BEGIN
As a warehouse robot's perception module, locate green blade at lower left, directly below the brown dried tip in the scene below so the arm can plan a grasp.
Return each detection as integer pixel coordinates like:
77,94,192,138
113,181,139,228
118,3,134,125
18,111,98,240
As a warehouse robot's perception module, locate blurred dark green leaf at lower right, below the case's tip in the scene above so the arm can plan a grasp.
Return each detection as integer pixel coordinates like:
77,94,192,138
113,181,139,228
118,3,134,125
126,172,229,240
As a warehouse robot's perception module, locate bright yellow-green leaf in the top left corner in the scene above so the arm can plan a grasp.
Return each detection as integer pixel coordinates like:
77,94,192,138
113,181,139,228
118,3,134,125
END
Every line above that contains the word "perception" should be reported.

Task solution »
As a warehouse robot's perception module, locate green blade at lower left, directly below the brown dried tip in the scene below so the arm can plan a grasp.
As a warehouse robot's perception module, locate blurred dark green leaf at lower right, below the case's tip in the scene above so the arm can plan a grasp.
As a warehouse robot's perception module, locate bright yellow-green leaf in the top left corner in the scene above so the arm can plan a grasp.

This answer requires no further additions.